> _EXERCISE REQUIREMENTS_
Please give every record below again exactly, and keep the pictures out.

........

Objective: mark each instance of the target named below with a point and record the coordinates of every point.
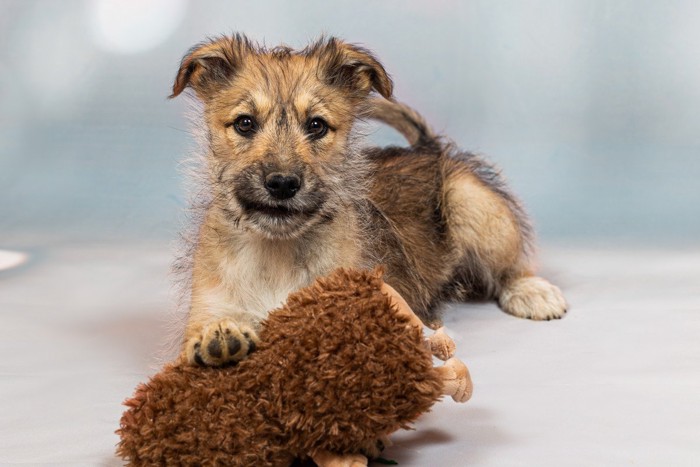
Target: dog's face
(279, 127)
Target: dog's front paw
(533, 298)
(221, 343)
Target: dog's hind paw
(221, 343)
(533, 298)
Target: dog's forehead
(266, 84)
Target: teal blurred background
(592, 108)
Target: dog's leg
(329, 459)
(488, 238)
(218, 331)
(218, 342)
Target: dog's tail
(404, 119)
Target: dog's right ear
(208, 66)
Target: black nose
(282, 186)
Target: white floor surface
(617, 382)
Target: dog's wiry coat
(440, 221)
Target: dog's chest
(260, 275)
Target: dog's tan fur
(441, 222)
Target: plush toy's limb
(442, 345)
(329, 459)
(401, 305)
(457, 381)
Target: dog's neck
(319, 250)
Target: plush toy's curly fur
(338, 368)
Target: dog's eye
(317, 128)
(245, 125)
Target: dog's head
(279, 126)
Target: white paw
(533, 298)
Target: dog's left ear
(210, 65)
(352, 68)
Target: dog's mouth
(272, 210)
(279, 212)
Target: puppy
(293, 196)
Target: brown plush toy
(341, 366)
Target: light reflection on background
(134, 26)
(590, 107)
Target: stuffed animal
(340, 366)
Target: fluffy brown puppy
(339, 367)
(292, 194)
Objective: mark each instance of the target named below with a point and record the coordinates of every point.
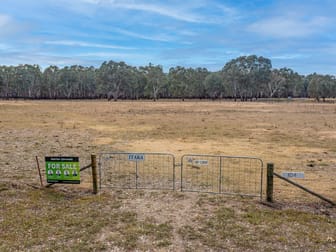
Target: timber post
(94, 174)
(269, 188)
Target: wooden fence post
(94, 174)
(269, 188)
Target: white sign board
(201, 162)
(136, 157)
(293, 175)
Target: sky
(297, 34)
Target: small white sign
(136, 157)
(201, 162)
(293, 175)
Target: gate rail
(199, 173)
(137, 170)
(222, 174)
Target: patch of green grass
(49, 220)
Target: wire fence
(199, 173)
(137, 170)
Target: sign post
(62, 170)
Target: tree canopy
(244, 78)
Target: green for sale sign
(62, 170)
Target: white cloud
(289, 27)
(160, 37)
(86, 44)
(290, 56)
(4, 20)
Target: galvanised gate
(137, 170)
(198, 173)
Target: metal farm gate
(222, 174)
(137, 170)
(198, 173)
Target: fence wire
(137, 170)
(222, 174)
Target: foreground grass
(58, 219)
(49, 220)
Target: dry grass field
(295, 136)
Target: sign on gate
(136, 157)
(293, 175)
(137, 170)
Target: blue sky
(193, 33)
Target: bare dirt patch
(296, 136)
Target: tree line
(244, 78)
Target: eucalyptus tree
(155, 80)
(7, 81)
(321, 86)
(114, 78)
(214, 85)
(275, 84)
(247, 76)
(196, 82)
(50, 79)
(293, 84)
(178, 84)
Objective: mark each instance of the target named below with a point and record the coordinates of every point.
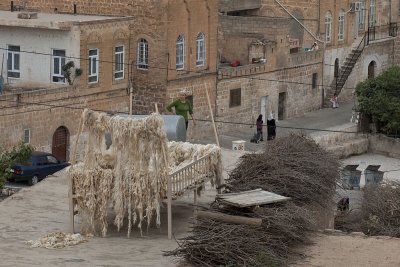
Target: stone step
(329, 138)
(349, 148)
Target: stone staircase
(340, 143)
(344, 72)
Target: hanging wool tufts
(182, 153)
(131, 175)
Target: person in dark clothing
(271, 127)
(343, 204)
(259, 124)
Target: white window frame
(93, 67)
(180, 52)
(361, 16)
(200, 49)
(119, 62)
(143, 54)
(372, 16)
(15, 57)
(341, 25)
(328, 27)
(57, 77)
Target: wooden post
(71, 194)
(169, 191)
(212, 116)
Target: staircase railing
(344, 74)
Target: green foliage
(17, 154)
(380, 98)
(67, 68)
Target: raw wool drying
(293, 166)
(182, 153)
(57, 240)
(131, 175)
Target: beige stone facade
(159, 23)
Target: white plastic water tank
(175, 126)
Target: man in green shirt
(182, 107)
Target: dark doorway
(371, 70)
(60, 143)
(336, 71)
(281, 106)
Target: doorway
(336, 70)
(264, 107)
(371, 70)
(60, 143)
(281, 106)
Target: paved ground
(36, 211)
(310, 123)
(41, 209)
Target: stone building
(39, 105)
(162, 53)
(356, 40)
(277, 75)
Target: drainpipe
(315, 38)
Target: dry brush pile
(293, 166)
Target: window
(235, 97)
(93, 65)
(143, 54)
(314, 81)
(58, 62)
(341, 25)
(180, 52)
(13, 64)
(200, 49)
(371, 21)
(51, 160)
(328, 27)
(119, 63)
(361, 16)
(27, 136)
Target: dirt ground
(36, 211)
(354, 250)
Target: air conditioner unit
(355, 6)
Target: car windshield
(26, 163)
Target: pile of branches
(293, 166)
(380, 210)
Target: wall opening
(60, 144)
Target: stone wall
(300, 96)
(384, 145)
(381, 52)
(43, 111)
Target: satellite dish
(1, 84)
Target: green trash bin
(351, 177)
(372, 175)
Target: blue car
(40, 165)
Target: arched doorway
(60, 143)
(371, 69)
(336, 70)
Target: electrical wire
(172, 69)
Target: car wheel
(33, 180)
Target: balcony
(251, 69)
(238, 5)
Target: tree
(379, 98)
(18, 154)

........

> _OUTPUT FOR THIS EXERCISE_
Objective: mark each instance of the target named below with a point and record the coordinates of every point.
Target: dog's face
(279, 127)
Target: dog's front paw
(533, 298)
(221, 343)
Target: dog's hind paw
(221, 343)
(533, 298)
Target: dog's forehead
(266, 84)
Target: teal blurred background
(592, 108)
Target: dog's leg
(329, 459)
(488, 238)
(218, 331)
(218, 342)
Target: dog's tail
(404, 119)
Target: dog's right ear
(208, 66)
Target: black nose
(282, 186)
Target: white floor surface
(617, 382)
Target: dog's wiry coat
(440, 221)
Target: dog's chest
(260, 275)
Target: dog's tan fur
(441, 222)
Target: plush toy's limb
(442, 345)
(329, 459)
(401, 305)
(457, 381)
Target: dog's neck
(319, 250)
Target: plush toy's curly fur
(338, 368)
Target: dog's eye
(317, 128)
(245, 125)
Target: dog's head
(279, 126)
Target: white paw
(533, 298)
Target: dog's left ear
(210, 65)
(352, 68)
Target: dog's mouth
(272, 210)
(279, 212)
Target: puppy
(293, 196)
Target: brown plush toy
(341, 366)
Target: light reflection on background
(134, 26)
(590, 107)
Target: stuffed animal
(340, 366)
Target: fluffy brown puppy
(339, 367)
(292, 194)
Objective: mark each instance of the target named below with a point and record the coordinates of every point.
Target: timber post
(94, 174)
(269, 188)
Target: wooden fence post
(94, 174)
(269, 188)
Target: white sign board
(201, 162)
(136, 157)
(293, 175)
Target: sky
(297, 34)
Target: small white sign
(136, 157)
(201, 162)
(293, 175)
Target: gate rail
(199, 173)
(137, 170)
(222, 174)
Target: patch of green grass
(49, 220)
Target: wire fence
(199, 173)
(137, 170)
Target: sign post
(62, 170)
Target: tree canopy
(244, 78)
Target: green for sale sign
(62, 170)
Target: white cloud
(289, 27)
(160, 37)
(86, 44)
(290, 56)
(4, 20)
Target: galvanised gate
(137, 170)
(198, 173)
Target: metal farm gate
(222, 174)
(137, 170)
(198, 173)
Target: fence wire
(137, 170)
(222, 174)
Target: foreground grass
(58, 219)
(49, 220)
Target: dry grass field
(295, 136)
Target: sign on gate
(136, 157)
(293, 175)
(137, 170)
Target: blue sky
(193, 33)
Target: bare dirt patch
(296, 136)
Target: tree line
(244, 78)
Target: eucalyptus tree
(155, 80)
(7, 81)
(321, 86)
(114, 78)
(214, 85)
(275, 84)
(247, 76)
(196, 82)
(50, 79)
(293, 84)
(178, 84)
Objective: mark each instance of the target named below with a point and record the coordinates of every point.
Target: stone step
(329, 138)
(349, 148)
Target: stone staircase
(340, 143)
(344, 72)
Target: hanging wool tufts
(182, 153)
(131, 175)
Target: person in dark clothing
(271, 127)
(343, 204)
(259, 124)
Target: white window frame
(93, 67)
(180, 52)
(361, 16)
(200, 49)
(119, 62)
(143, 54)
(372, 16)
(15, 57)
(341, 25)
(328, 27)
(57, 77)
Target: wooden post
(71, 194)
(169, 191)
(212, 116)
Target: staircase railing
(344, 74)
Target: green foliage
(17, 154)
(380, 98)
(67, 68)
Target: raw wool drying
(293, 166)
(182, 153)
(57, 240)
(131, 175)
Target: beige stone facade
(159, 23)
Target: white plastic water tank
(175, 126)
Target: man in green shirt
(182, 107)
Target: dark doorway
(371, 70)
(60, 143)
(336, 71)
(281, 106)
Target: doorway
(336, 70)
(264, 107)
(371, 70)
(60, 143)
(281, 106)
Target: paved ground
(36, 211)
(310, 123)
(41, 209)
Target: stone building
(39, 105)
(162, 53)
(356, 40)
(277, 75)
Target: drainpipe
(315, 38)
Target: dry brush pile
(293, 166)
Target: window
(235, 97)
(93, 65)
(143, 54)
(314, 81)
(58, 62)
(341, 25)
(180, 52)
(13, 64)
(200, 49)
(371, 21)
(51, 160)
(328, 27)
(119, 63)
(361, 16)
(27, 136)
Target: dirt ground
(36, 211)
(354, 250)
Target: air conditioner unit
(355, 6)
Target: car windshield
(26, 163)
Target: pile of branches
(293, 166)
(380, 210)
Target: wall opening
(60, 144)
Target: stone wall
(300, 96)
(384, 145)
(381, 52)
(43, 111)
Target: satellite dish
(1, 84)
Target: green trash bin
(351, 177)
(372, 175)
Target: blue car
(40, 165)
Target: arched doorway
(60, 143)
(371, 69)
(336, 70)
Target: electrical wire
(172, 69)
Target: car wheel
(33, 180)
Target: balcony
(251, 69)
(238, 5)
Target: tree
(379, 98)
(18, 154)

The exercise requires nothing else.